#### Work instructions
Write out, word for word, only the lines from the one containing "glass, shaped like this sample" through the final line of the data.

#### Material to process
════════════════════
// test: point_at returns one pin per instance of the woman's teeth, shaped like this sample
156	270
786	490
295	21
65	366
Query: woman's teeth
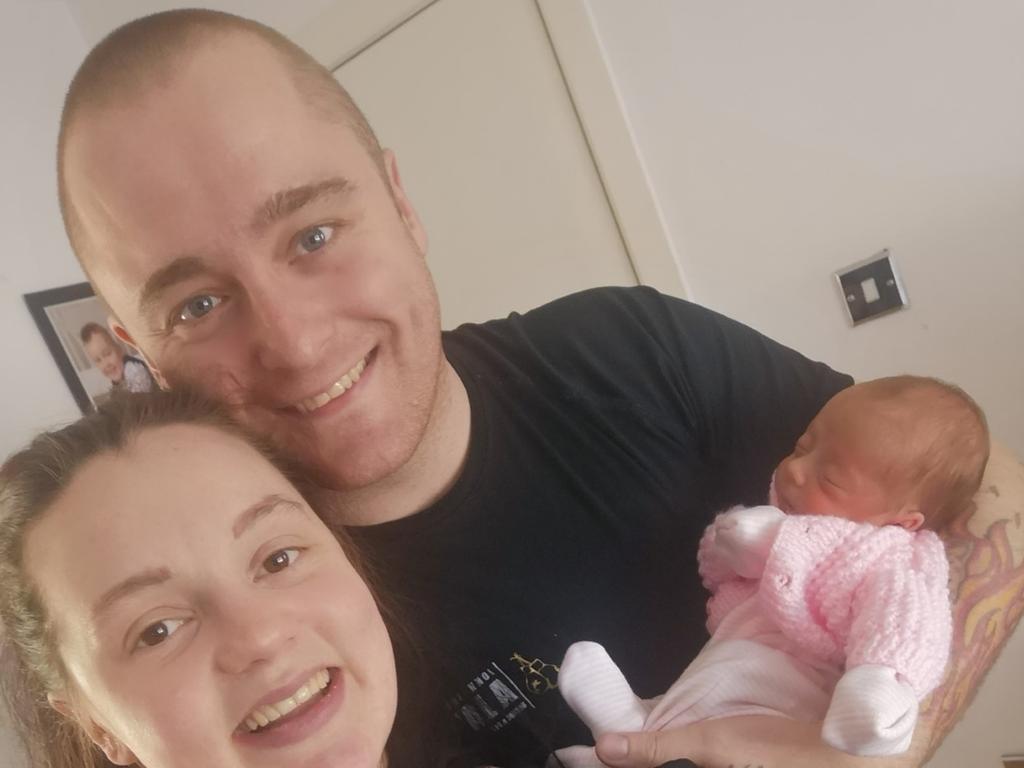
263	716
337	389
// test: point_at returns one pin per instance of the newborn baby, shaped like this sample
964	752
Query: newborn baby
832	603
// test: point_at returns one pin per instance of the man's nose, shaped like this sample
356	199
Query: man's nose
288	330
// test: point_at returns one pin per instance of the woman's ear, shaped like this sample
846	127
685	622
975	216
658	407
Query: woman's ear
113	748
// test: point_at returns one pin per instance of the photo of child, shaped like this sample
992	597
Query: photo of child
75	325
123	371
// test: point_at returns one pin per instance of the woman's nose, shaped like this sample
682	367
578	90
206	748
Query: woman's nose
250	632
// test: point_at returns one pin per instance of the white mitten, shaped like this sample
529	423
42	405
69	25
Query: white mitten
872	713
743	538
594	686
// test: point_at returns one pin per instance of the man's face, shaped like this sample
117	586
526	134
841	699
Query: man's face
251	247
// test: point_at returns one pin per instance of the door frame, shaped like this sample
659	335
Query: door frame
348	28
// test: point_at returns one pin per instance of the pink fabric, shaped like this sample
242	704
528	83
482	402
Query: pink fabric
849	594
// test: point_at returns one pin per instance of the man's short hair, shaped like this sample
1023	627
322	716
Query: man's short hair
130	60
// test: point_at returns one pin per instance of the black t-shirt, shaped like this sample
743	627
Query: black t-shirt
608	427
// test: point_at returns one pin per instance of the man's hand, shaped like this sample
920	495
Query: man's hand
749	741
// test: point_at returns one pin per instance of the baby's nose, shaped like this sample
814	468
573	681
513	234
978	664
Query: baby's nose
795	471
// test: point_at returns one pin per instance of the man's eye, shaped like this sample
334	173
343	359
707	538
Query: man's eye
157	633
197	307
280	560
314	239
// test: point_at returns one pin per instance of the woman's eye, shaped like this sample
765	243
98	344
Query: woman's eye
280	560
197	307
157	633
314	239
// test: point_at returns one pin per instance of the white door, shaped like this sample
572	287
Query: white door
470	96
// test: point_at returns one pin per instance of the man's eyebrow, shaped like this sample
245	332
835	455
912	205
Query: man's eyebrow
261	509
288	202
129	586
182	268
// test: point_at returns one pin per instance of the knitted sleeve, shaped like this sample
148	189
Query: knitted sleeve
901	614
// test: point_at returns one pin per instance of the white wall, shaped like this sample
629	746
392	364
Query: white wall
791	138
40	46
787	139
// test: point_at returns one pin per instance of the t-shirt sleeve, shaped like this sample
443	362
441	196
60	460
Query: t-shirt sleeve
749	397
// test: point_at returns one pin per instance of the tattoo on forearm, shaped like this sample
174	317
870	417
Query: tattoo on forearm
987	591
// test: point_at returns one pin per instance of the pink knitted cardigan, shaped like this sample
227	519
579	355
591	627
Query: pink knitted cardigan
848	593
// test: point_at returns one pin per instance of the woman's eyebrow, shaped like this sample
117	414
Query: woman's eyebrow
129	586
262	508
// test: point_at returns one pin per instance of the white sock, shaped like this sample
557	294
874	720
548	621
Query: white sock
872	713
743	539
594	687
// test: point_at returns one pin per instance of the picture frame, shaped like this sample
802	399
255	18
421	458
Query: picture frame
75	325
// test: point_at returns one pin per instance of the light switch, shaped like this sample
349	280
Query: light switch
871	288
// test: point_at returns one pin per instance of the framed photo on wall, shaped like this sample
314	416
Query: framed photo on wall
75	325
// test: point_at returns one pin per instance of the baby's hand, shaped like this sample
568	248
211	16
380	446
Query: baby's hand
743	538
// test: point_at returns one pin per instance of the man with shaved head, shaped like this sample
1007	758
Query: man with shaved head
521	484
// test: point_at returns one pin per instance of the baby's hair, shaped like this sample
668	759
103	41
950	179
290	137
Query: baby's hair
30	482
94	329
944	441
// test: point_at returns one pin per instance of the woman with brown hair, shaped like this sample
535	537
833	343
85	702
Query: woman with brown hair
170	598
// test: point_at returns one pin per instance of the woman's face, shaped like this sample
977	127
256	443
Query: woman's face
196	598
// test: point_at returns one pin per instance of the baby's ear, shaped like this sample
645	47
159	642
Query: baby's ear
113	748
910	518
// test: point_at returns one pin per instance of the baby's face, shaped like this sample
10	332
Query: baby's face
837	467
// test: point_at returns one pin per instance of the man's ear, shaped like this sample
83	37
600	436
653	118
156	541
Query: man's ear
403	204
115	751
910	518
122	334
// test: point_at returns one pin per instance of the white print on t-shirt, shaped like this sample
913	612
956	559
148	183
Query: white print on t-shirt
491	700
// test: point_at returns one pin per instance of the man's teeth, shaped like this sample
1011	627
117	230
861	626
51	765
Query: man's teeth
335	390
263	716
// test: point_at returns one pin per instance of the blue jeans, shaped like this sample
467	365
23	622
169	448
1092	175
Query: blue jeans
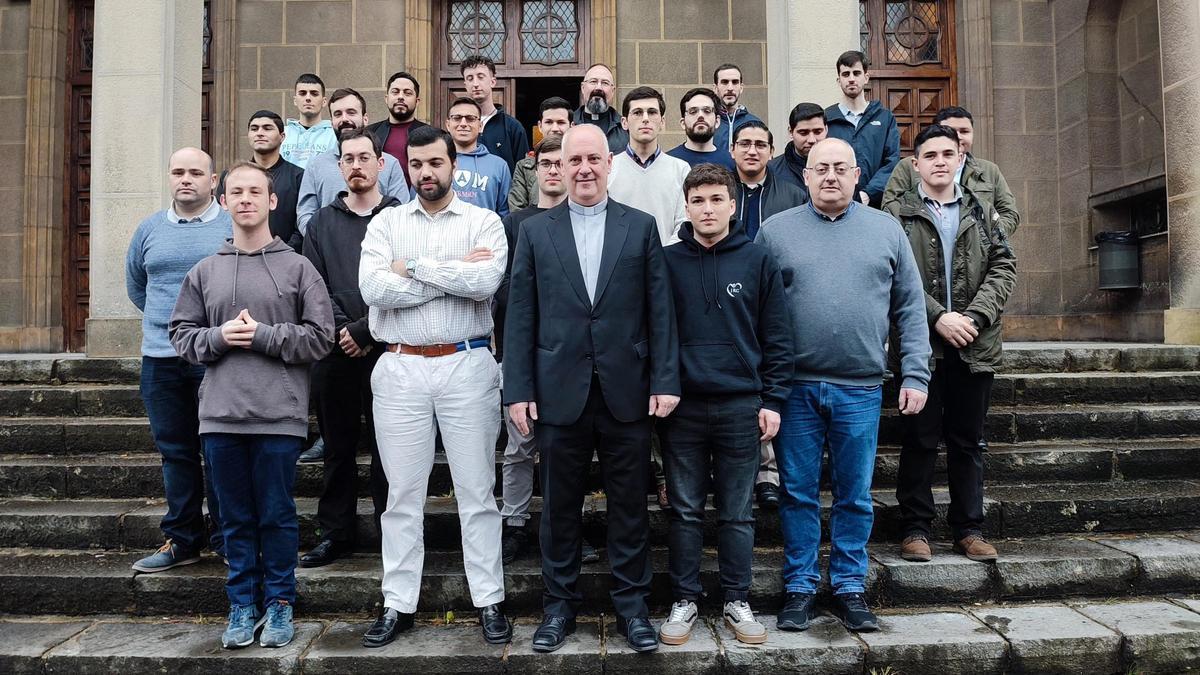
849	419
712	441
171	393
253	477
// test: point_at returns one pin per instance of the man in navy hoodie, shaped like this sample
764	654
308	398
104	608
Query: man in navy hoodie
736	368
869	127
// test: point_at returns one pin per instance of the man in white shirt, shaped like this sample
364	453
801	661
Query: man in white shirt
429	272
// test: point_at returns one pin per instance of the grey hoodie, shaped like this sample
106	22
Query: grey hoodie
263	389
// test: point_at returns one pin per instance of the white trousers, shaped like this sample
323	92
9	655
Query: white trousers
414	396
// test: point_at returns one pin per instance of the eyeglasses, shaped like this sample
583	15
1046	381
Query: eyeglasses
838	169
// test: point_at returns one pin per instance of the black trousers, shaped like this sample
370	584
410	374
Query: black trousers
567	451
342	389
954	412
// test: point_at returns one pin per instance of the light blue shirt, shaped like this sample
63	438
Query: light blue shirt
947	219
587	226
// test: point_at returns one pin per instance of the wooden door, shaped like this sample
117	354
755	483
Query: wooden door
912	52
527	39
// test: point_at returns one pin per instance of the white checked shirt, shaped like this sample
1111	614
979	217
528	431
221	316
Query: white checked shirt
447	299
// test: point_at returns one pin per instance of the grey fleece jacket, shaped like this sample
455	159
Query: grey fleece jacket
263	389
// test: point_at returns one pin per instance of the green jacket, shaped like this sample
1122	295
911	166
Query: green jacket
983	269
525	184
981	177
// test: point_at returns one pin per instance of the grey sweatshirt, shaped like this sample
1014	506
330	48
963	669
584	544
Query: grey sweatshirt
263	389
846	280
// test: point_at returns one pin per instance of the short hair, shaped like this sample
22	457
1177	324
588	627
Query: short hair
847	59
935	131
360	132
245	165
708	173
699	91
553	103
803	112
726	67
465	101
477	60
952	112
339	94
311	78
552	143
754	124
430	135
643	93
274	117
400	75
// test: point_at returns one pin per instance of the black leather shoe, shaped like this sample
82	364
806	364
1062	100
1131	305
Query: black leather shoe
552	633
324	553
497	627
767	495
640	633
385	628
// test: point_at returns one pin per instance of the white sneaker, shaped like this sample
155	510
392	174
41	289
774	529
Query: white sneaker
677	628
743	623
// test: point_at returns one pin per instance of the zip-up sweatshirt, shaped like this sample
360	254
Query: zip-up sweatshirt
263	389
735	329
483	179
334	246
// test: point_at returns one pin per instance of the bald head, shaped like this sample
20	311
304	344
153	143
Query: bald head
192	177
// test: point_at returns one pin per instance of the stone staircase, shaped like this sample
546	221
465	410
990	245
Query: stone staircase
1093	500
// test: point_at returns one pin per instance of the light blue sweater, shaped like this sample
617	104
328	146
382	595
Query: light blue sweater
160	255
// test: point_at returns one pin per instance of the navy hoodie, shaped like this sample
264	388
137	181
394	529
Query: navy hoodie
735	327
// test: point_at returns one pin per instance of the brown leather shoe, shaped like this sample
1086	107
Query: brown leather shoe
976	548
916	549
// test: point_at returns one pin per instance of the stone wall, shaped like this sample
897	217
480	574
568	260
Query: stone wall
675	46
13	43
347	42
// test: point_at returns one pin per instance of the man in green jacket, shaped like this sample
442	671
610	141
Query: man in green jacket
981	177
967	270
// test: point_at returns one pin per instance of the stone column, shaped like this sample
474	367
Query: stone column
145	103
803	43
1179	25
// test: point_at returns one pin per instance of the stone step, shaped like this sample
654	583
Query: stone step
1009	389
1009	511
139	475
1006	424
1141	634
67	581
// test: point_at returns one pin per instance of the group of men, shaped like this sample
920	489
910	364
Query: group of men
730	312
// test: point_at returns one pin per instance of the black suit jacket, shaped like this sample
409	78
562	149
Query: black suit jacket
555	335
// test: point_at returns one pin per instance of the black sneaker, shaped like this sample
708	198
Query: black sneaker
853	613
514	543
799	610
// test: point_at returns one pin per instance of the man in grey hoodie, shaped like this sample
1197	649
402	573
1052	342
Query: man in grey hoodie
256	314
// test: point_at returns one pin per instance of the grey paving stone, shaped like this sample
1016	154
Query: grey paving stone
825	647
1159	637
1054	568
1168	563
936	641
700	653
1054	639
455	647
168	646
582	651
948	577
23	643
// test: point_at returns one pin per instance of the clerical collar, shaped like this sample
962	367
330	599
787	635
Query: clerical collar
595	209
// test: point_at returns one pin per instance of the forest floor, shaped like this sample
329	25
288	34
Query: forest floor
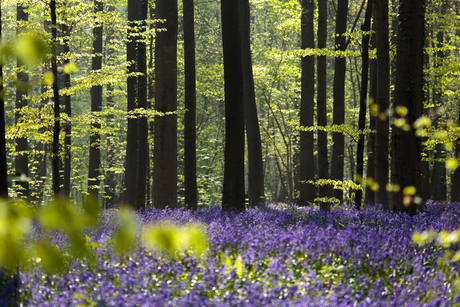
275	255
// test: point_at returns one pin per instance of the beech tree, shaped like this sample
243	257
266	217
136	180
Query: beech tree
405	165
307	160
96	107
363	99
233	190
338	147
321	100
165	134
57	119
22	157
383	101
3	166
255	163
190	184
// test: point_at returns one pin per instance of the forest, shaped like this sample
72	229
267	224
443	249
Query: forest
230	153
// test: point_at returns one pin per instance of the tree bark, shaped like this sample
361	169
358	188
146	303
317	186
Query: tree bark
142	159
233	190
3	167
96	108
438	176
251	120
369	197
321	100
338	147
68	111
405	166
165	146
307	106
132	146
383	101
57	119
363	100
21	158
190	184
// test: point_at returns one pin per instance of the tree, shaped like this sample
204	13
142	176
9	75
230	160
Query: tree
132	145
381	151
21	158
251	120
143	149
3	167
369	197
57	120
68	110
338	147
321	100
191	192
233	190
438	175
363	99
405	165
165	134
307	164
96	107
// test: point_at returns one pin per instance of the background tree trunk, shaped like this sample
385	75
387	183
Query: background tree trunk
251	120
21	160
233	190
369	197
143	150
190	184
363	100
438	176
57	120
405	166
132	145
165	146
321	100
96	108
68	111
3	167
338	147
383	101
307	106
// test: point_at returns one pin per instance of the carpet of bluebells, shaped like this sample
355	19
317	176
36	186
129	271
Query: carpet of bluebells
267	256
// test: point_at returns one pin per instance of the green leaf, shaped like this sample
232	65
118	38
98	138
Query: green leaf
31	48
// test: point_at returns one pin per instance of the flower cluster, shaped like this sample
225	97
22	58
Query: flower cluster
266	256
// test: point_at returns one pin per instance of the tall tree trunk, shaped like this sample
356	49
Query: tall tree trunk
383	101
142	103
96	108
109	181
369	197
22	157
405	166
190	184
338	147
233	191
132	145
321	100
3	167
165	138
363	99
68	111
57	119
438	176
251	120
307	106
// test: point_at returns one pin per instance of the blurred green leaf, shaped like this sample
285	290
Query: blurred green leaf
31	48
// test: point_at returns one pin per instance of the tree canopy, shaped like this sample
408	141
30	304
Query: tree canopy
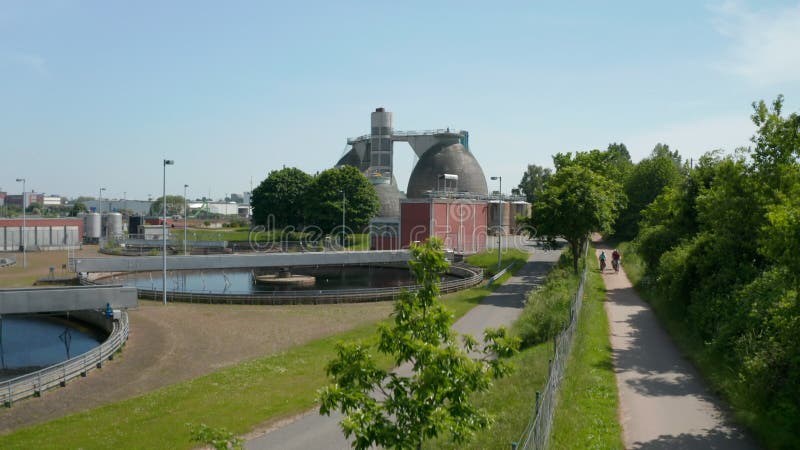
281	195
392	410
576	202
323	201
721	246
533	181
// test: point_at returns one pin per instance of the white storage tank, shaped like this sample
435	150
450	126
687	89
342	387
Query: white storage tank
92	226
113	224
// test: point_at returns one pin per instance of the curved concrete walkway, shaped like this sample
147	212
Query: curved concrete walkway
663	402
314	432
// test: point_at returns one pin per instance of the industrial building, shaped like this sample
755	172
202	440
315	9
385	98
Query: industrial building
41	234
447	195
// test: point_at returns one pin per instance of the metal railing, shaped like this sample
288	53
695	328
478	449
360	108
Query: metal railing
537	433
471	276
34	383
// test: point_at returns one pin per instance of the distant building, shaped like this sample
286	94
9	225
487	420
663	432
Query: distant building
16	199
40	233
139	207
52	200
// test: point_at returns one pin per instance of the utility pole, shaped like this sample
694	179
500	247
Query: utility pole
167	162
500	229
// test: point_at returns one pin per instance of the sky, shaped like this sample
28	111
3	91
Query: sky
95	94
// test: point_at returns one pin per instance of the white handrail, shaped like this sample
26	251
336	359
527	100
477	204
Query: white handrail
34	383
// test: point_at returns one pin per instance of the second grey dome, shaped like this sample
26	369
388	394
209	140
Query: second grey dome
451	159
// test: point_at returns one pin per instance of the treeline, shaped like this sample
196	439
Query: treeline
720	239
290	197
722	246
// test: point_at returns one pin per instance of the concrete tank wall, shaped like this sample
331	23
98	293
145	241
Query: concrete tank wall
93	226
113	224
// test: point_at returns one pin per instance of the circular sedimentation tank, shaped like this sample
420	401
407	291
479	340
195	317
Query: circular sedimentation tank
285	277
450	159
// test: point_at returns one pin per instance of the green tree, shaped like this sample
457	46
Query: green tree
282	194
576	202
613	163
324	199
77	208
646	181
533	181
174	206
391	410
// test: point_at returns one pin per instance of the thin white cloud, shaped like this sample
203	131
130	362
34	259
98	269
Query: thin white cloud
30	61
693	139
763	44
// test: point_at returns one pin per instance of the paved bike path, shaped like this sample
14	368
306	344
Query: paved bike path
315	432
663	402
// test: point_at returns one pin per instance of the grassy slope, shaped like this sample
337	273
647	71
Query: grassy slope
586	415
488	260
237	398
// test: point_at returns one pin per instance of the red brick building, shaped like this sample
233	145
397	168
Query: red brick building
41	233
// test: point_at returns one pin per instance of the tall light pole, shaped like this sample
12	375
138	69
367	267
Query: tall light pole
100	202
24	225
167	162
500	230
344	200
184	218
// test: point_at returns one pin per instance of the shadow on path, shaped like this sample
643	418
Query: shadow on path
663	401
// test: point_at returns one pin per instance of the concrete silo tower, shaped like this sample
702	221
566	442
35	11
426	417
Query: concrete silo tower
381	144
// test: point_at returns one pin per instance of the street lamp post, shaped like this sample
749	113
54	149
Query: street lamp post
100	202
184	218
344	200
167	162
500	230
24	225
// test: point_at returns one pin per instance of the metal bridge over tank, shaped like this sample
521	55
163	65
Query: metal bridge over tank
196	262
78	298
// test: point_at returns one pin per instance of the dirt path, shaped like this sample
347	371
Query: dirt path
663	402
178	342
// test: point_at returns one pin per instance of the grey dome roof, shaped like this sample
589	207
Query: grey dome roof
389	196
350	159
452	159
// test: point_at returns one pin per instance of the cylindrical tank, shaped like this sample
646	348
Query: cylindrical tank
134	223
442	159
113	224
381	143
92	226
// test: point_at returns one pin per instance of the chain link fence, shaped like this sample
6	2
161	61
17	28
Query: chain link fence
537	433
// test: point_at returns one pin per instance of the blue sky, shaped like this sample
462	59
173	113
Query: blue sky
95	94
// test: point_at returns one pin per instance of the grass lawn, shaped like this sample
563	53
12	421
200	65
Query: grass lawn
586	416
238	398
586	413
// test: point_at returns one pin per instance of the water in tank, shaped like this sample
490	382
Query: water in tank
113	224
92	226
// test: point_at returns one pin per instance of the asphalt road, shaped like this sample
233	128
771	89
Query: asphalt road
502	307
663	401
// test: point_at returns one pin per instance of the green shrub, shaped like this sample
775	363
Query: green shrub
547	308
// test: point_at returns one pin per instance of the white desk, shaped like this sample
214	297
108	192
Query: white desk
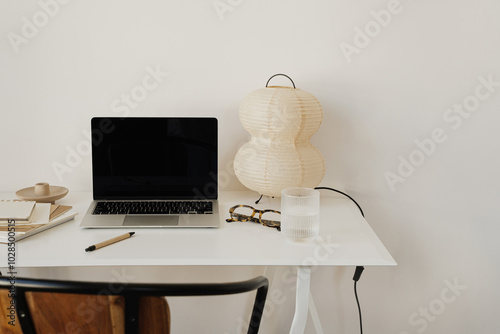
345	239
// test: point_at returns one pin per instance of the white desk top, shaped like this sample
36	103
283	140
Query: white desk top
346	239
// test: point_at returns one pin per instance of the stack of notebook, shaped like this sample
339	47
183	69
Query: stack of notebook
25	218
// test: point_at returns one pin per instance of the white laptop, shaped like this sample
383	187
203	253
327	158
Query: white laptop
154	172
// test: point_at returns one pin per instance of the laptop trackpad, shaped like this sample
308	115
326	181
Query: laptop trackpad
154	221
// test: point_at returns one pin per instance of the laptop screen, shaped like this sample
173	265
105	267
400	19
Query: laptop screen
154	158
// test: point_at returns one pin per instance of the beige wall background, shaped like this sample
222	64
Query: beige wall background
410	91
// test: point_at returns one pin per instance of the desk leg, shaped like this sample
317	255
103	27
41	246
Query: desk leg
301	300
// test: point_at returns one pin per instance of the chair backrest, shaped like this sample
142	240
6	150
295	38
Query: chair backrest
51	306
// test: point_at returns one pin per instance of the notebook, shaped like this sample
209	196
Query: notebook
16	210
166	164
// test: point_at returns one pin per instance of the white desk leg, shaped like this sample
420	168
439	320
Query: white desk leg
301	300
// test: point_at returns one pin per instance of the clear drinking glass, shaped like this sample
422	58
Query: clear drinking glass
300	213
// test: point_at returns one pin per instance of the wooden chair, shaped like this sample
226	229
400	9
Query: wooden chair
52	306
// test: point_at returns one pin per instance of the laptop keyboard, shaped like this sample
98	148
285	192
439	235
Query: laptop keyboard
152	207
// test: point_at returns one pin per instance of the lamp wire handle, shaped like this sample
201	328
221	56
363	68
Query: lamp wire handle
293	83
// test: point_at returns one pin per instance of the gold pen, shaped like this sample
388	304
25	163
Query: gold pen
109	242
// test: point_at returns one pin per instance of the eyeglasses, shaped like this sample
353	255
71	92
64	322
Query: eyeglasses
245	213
════════════════════
#### Answer to the task
// test: point_at returns one pin per instance of the clear drinking glass, shaped like this sample
422	58
Query: clear drinking glass
300	213
// test: point_at returns one pin per instance of the wooden chair, shaped like this sample
226	229
400	9
Query: wooden chair
52	306
// test: point_at returns one pin per instance of the laptop keyboard, shaped like this sample
98	148
285	192
439	235
Query: laptop keyboard
152	207
// test: point_at returns one pin per instance of the lamp wire handle, shaped like this sample
201	328
221	56
363	68
Query: lamp wire handle
293	83
// test: point_at returns one pin per instance of the gold pen, shaped like this sample
388	304
25	163
Query: gold pen
109	242
// test: point_at returns one pin per instance of the eyeglasses, shaped like this sample
353	255
71	92
64	322
Query: eyeglasses
245	213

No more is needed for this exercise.